• INPUT DATA
________________________________________
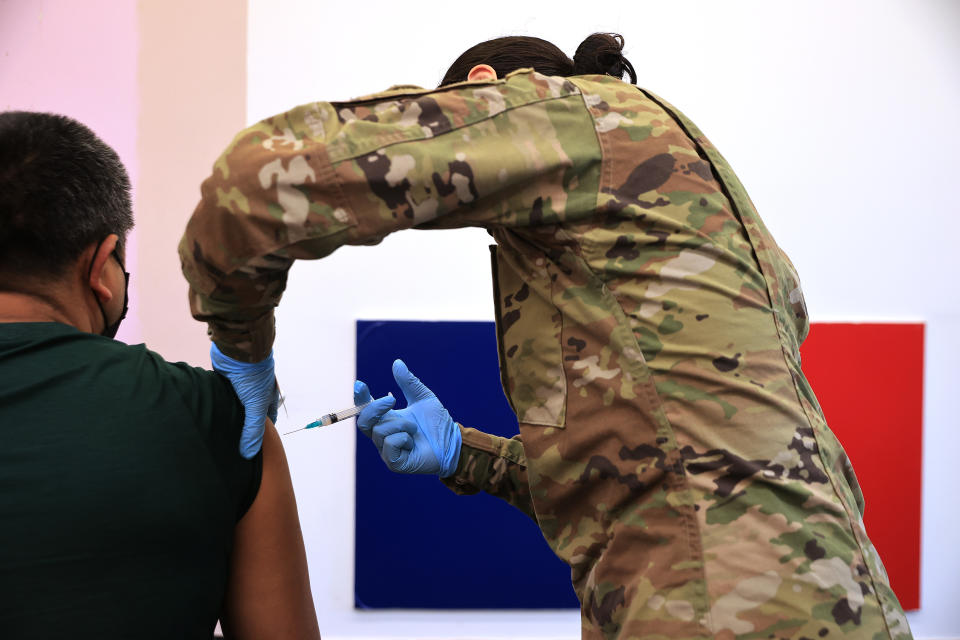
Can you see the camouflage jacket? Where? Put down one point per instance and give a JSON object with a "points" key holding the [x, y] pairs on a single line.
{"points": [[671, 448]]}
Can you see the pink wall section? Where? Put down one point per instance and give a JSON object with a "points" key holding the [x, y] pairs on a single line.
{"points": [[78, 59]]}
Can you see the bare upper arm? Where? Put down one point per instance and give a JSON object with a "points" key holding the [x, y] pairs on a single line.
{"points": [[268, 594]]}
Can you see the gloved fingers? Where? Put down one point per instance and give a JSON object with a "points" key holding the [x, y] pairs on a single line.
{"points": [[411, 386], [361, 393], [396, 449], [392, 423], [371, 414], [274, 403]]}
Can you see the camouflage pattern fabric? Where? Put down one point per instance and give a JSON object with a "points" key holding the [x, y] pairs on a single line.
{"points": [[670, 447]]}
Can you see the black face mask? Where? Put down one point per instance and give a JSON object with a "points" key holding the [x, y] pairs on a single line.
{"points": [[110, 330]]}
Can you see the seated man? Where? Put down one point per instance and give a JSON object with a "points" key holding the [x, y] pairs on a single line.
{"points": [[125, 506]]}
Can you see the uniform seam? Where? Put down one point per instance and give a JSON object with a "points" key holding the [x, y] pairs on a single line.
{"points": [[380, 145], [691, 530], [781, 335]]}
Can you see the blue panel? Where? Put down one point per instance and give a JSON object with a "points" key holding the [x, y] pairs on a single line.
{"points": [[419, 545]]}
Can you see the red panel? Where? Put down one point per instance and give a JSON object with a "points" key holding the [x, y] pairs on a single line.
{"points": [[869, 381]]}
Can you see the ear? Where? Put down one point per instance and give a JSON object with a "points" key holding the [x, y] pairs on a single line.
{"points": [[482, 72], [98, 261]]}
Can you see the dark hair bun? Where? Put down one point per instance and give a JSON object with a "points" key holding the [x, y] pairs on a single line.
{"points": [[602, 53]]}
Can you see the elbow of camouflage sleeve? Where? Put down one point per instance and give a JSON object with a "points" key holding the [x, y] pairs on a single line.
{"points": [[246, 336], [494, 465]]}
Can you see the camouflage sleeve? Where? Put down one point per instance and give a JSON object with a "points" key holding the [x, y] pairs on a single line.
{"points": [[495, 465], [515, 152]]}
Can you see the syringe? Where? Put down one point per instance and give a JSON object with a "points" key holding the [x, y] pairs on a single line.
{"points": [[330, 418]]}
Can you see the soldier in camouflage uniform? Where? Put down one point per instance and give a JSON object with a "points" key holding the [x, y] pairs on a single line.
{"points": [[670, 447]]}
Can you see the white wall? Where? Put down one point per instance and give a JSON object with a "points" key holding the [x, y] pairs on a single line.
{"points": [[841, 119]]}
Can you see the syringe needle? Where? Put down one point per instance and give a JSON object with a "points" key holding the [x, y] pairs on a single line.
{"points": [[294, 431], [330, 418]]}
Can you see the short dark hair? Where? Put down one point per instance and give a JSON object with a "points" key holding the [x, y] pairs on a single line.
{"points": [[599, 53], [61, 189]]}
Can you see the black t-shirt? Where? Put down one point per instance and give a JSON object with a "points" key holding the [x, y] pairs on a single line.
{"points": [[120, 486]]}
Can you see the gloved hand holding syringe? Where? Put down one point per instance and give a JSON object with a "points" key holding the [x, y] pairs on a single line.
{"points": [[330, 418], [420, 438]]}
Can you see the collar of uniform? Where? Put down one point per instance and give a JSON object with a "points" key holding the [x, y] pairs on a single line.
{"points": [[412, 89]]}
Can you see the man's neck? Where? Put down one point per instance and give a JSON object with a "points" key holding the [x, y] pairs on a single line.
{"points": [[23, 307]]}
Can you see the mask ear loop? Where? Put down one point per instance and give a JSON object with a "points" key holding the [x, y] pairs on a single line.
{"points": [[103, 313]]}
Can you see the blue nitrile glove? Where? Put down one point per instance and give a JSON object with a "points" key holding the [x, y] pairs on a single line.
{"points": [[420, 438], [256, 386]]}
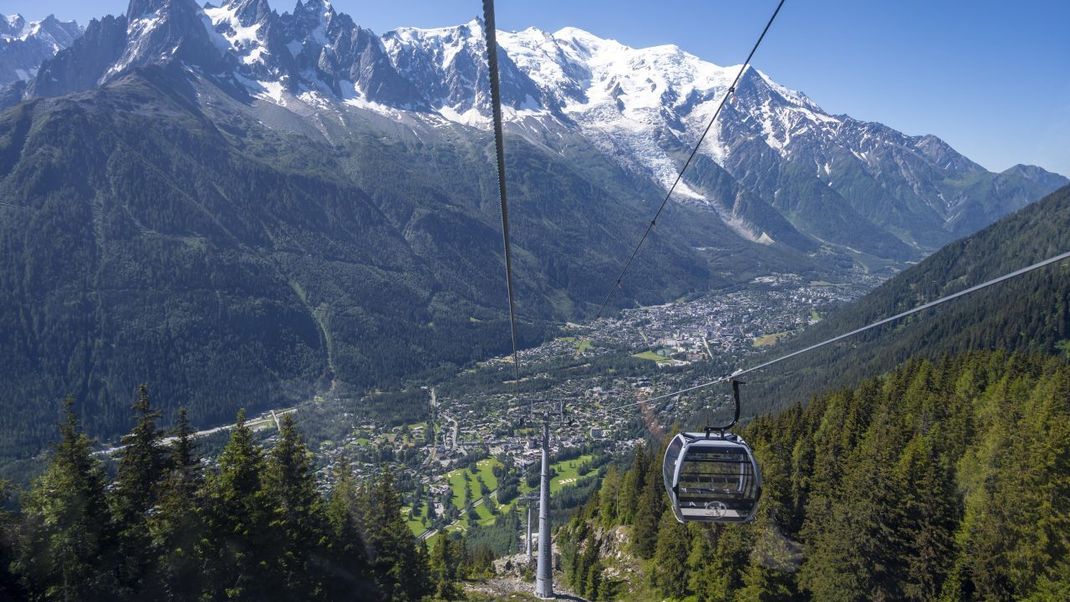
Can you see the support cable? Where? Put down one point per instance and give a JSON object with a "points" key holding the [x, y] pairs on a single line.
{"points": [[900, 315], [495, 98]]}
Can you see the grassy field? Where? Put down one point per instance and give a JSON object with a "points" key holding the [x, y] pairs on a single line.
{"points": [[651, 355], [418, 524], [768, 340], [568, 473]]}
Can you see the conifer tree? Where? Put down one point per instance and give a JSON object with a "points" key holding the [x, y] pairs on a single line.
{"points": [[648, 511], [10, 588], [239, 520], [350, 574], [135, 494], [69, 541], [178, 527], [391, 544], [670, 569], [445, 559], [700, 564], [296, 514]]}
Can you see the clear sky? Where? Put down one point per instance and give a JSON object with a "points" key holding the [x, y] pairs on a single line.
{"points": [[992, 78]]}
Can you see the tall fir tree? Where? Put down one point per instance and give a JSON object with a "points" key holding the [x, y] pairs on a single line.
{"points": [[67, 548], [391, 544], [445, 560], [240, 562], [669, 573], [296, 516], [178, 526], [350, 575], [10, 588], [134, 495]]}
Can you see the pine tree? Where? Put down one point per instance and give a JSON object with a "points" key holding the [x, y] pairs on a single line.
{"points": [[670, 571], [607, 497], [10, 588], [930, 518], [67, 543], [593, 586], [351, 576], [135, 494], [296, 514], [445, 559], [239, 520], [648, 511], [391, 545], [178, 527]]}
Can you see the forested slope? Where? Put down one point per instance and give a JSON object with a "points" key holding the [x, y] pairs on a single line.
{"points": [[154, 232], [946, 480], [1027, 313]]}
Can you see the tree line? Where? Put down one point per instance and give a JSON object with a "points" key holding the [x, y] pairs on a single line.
________________________________________
• STATED PROBLEM
Copy out all the data without changing anything, and drop the pictures.

• FINISHED TASK
Can you see the camouflage jacket? Where? Put down one point per instance and give a JSON object with a "points" key holding the [x, y] pairs on a single line.
{"points": [[671, 448]]}
Can you see the pink wall section? Where? Put down one point per instance and give a JSON object with a "points" key holding the [x, y] pairs on a single line.
{"points": [[78, 59]]}
Can you see the bare upper arm? Where? Put down one point per instance and give a JSON object with a "points" key holding the [x, y] pairs on a single line.
{"points": [[268, 594]]}
Can you see the gloved fingers? Where? Put down one point per instance and give a JSON object with a "points" key holding the [x, y] pairs on a single line.
{"points": [[411, 386], [361, 393], [396, 449], [392, 423], [371, 414], [274, 403]]}
Can you see the camouflage pattern fabric? Where? Put down one point per instance and give a JSON object with a "points" key holding the [x, y] pairs on a single line.
{"points": [[670, 447]]}
Can you see the black face mask? Where? Put down one point per instance and give a JSON object with a "points" key holding the [x, y] pairs on a single line.
{"points": [[110, 330]]}
Can you see the seated man? Where? Put down one point per instance and give a JSON object with a "points" key holding the [x, y] pairs on a single line.
{"points": [[125, 506]]}
Can you see the uniform seam? Where? Put down one point per instance and give a JSON object with a "points" key holding the [x, y] pairs on a single line.
{"points": [[380, 145], [691, 530], [781, 335]]}
Can you see the blue panel? Where? Put down one point per instance and give a JSON object with a "points" key holding the [x, y] pairs on a single line.
{"points": [[419, 545]]}
Can you see the red panel? Where? Put down one point per instance and give a JSON object with a "points" key holding the [x, y] pairs on a single line.
{"points": [[869, 381]]}
Can you see the ear? Where? Put down one point per instance and give a JSON object with a "points" key holding the [x, y] pairs on a single line.
{"points": [[482, 72], [98, 261]]}
Can you see the dark hair bun? Where? Put down one point per instance and give a JSON object with a "points" key holding the [x, y] pairs on a single line.
{"points": [[602, 53]]}
Can you see the elbow of camouflage sleeve? Where? Put down one point per instance and give a JSON object with a "points" key holding the [x, y] pairs on a single line.
{"points": [[246, 336], [494, 465]]}
Can you see the camouflage sleeve? Where? Put down one point per instance and give a JSON object with a "points" key holding the [x, y] pairs on a single line.
{"points": [[495, 465], [515, 152]]}
Can you see the syringe? Where? Put down one point per instance and give a JSON object with a "points" key holding the [x, y] pairs on a single line.
{"points": [[330, 418]]}
Can you see the soldier in camouflage uniform? Where? Put down one point per instance and give a JSON object with a "points" key holding the [x, y] pairs on a single line.
{"points": [[670, 447]]}
Can you see the white wall? Where? Put down one point per instance and give a JSON object with a "points" key holding the [x, y] pairs on a single line.
{"points": [[841, 119]]}
Can you see the syringe needle? Where? Put down one point per instance and give a JSON object with a "points" key holding the [x, y] pairs on a single line.
{"points": [[294, 431], [330, 418]]}
Can you see the short dark hair? Where? Put down one point per instance and give a JSON object with a "points" key holding the [x, y] pairs on a single line.
{"points": [[599, 53], [61, 189]]}
Can you see the black t-shirt? Where? Put down one point per instance and give a JSON object with a "points" key holding the [x, y] pairs on a single line.
{"points": [[120, 486]]}
Can you see the gloved hand holding syringe? Where? Put down one point per instance and give a JSON object with a "points" key holding the [x, y] pairs on a single line.
{"points": [[330, 418], [420, 438]]}
Can you see the collar of uniform? Where? Put down one point per instance and give a JSON object with a "points" key holding the [x, y] pairs on a single line.
{"points": [[412, 89]]}
Can you see the man's neck? Where? Put down one point per instance and give a JSON object with a "points" key holding the [x, y] pairs on a single line.
{"points": [[23, 307]]}
Can you see the mask ear loop? Where? Put down one point per instance and give a JSON object with a "points" key holding the [x, y] pairs on a single line.
{"points": [[103, 313]]}
Can you see the blue nitrile glove? Where? Put down one point per instance and give a JSON object with a "points" key holding the [x, y] pairs on a single line.
{"points": [[420, 438], [256, 386]]}
Can you see the support cable? Where? Put down one point per instance and give a JSON object with a "points" key holding the [x, y] pairs on a single line.
{"points": [[900, 315], [495, 98]]}
Can you see the grassy field? Where? Put down one point per instance and give a JSON object with a "points" key holding the [x, y] pairs on a single line.
{"points": [[651, 355], [418, 524], [768, 340], [568, 473]]}
Can you see the conifer tree? Where? Put down one point per instance and give a JSON object with a "points" key holding the [x, y] pairs on a single line.
{"points": [[648, 511], [10, 588], [239, 520], [350, 574], [135, 494], [69, 541], [178, 527], [391, 544], [670, 569], [445, 559], [700, 564], [296, 514]]}
Can you see the clear sky? Where? Put down one point per instance and give a JSON object with a "points" key holding the [x, y] pairs on a single line.
{"points": [[992, 78]]}
Can you see the tall fir tree? Where? Put down one point per instance and give a JSON object with a "points" key holding the [x, y] pairs on a single line.
{"points": [[67, 548], [391, 544], [445, 560], [240, 562], [669, 573], [296, 516], [178, 526], [350, 575], [10, 588], [134, 495]]}
Can you see the pine tree? Where? Put down one point per instance and give a JSON object with a "points" key holding the [x, y] pairs on a single line.
{"points": [[670, 571], [607, 497], [10, 588], [930, 518], [67, 543], [593, 586], [351, 576], [135, 494], [296, 514], [445, 559], [239, 520], [648, 511], [391, 545], [178, 527]]}
Can you see the forested slope? Where? Put down one point per instance and give a JSON object with a "points" key holding the [x, y] pairs on a single line.
{"points": [[154, 232], [946, 480], [1027, 313]]}
Can you see the tree line? Where? Put down one point per instance and give a JSON object with a "points" key holding the [x, y] pairs on a single line.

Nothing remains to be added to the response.